Description of the task
Exactly as they appear, copy the lines from the start of the entries below to the line containing "Q: Locate the cabinet door", both ends included.

(Items listed in a dataset)

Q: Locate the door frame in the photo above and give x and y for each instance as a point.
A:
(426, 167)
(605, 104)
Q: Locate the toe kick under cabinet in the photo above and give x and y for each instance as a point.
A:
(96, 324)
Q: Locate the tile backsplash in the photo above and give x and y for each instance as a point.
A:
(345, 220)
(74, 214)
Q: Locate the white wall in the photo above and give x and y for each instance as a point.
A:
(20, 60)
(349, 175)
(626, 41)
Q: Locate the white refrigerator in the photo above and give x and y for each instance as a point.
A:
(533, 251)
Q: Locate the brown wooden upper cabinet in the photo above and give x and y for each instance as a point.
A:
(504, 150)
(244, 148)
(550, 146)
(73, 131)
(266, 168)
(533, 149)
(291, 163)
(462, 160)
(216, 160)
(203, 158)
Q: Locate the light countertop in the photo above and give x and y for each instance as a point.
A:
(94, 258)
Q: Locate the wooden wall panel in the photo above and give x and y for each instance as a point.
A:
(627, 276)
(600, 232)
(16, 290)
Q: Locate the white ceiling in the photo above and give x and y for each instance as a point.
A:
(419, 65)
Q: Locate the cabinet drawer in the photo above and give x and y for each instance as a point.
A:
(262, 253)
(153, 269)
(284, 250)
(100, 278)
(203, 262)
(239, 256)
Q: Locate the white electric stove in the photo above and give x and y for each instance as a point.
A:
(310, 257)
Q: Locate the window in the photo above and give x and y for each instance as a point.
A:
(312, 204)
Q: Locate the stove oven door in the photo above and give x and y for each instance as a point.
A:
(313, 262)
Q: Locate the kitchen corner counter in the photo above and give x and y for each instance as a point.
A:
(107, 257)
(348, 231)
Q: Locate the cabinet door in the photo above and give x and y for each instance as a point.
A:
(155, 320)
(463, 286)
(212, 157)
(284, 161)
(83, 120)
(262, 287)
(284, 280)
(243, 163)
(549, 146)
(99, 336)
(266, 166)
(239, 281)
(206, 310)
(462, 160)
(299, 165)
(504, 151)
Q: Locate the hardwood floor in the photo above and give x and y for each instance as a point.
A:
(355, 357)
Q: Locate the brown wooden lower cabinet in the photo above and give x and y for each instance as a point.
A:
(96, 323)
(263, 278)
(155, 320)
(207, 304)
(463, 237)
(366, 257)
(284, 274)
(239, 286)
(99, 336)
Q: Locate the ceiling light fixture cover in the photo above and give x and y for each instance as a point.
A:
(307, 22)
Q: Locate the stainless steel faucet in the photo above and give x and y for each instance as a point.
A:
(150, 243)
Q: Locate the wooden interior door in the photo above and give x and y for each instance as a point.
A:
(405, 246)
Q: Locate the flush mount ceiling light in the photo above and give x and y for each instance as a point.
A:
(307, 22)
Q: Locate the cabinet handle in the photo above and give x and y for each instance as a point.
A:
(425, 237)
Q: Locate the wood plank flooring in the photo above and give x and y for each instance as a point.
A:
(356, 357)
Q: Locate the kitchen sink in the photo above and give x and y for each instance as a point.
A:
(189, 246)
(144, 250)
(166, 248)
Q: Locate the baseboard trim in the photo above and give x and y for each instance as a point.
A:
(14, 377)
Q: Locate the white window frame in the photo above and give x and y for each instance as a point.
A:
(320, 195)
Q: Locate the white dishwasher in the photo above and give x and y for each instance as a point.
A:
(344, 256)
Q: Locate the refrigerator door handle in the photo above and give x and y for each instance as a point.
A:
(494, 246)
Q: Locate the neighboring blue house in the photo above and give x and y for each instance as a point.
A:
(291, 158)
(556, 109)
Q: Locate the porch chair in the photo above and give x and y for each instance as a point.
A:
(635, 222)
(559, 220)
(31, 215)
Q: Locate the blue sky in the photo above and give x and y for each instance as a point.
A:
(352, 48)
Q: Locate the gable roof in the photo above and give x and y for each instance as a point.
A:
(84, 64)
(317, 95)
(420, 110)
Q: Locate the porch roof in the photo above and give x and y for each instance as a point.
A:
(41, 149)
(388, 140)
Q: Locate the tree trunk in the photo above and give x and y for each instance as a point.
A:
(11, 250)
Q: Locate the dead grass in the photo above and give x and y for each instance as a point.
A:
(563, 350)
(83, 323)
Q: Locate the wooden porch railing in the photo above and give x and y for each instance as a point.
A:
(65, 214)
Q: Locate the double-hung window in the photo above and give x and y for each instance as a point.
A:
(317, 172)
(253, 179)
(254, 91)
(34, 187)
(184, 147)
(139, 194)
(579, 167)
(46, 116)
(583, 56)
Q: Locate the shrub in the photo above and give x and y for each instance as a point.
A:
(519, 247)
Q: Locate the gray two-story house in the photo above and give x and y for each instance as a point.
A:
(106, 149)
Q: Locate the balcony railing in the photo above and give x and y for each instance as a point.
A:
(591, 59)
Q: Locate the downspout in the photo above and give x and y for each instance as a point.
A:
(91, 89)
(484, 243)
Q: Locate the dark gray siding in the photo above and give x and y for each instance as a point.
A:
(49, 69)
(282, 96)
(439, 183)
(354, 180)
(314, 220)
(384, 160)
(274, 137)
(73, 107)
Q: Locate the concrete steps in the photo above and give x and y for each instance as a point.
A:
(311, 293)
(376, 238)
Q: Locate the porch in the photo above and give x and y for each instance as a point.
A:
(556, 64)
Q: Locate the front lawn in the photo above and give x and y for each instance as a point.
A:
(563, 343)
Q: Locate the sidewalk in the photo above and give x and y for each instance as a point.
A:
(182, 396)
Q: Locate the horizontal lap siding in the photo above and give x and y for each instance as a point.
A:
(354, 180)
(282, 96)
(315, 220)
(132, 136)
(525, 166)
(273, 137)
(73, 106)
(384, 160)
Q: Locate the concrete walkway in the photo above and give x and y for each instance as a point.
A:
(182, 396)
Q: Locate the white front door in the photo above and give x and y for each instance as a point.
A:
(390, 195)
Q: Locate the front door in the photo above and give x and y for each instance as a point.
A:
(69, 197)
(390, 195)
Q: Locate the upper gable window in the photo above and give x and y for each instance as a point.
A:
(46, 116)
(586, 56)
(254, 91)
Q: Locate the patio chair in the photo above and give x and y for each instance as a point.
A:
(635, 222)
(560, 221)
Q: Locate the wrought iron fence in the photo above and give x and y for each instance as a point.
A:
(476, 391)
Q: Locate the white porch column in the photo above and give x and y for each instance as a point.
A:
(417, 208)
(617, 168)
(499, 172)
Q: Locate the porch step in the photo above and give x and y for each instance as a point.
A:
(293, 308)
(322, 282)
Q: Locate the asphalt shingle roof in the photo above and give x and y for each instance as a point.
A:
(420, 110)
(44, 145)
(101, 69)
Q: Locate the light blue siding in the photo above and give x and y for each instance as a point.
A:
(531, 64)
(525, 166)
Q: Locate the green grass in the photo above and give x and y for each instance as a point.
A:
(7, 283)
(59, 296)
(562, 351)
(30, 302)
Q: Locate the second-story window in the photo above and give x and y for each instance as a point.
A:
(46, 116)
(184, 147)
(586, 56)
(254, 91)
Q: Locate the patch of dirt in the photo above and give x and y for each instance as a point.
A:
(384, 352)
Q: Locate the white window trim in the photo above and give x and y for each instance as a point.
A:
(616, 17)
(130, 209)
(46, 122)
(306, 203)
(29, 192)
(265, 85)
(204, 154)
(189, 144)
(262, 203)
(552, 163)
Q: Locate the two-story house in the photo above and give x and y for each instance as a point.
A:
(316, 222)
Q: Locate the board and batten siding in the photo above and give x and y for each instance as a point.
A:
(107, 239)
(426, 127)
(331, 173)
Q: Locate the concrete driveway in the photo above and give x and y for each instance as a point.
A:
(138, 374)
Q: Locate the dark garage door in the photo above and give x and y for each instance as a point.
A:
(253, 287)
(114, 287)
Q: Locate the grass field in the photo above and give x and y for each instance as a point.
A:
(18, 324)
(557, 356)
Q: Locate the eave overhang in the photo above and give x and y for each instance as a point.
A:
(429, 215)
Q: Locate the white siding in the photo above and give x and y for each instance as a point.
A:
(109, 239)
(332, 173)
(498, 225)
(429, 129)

Output for this exercise
Q: Locate the door frame in the photo above and give x and y for each instance as a point.
A:
(426, 167)
(605, 104)
Q: Locate the toe kick under cabinet in the photo above and give x and y for each instance as a point.
A:
(96, 324)
Q: Locate the tile backsplash in the photo above and give x and y for each instance as a point.
A:
(345, 220)
(74, 214)
Q: Locate the white wall in the photo above and give x and y for each instance as a point.
A:
(20, 60)
(349, 175)
(626, 41)
Q: Locate the white refrigerator in the photo above and give x and y for each instance as a point.
A:
(533, 251)
Q: Locate the brown wooden upper cabinet in the photo above and give x and y for each instance as a point.
A:
(504, 150)
(244, 148)
(550, 146)
(73, 131)
(266, 168)
(533, 149)
(291, 163)
(462, 160)
(216, 160)
(203, 158)
Q: Locate the light countertop in the photo above and give x and y for each instance as a point.
A:
(94, 258)
Q: Locate the wooden wall panel in the photo above and give x and y for each instance as a point.
A:
(627, 276)
(600, 232)
(16, 290)
Q: Locate the white ceiling in the photo above and give x and y for each instance as a point.
A:
(419, 65)
Q: Locate the cabinet drawer in the photo above and give x and y for each instance as a point.
A:
(262, 253)
(153, 269)
(284, 250)
(100, 278)
(203, 262)
(239, 256)
Q: Locate the white electric stove in the photo above and give x and y for each instance as a point.
A:
(310, 257)
Q: Locate the window in the photo above and give x and y for each instance as a point.
A:
(312, 204)
Q: Locate the stove oven door in the photo above and give x and y for each instance as a point.
A:
(313, 262)
Q: Locate the kitchen corner counter in the photo above and give x and y for each instance as a point.
A:
(107, 257)
(348, 231)
Q: Locate the cabinet door in the photo above and give x and y for each instance as a point.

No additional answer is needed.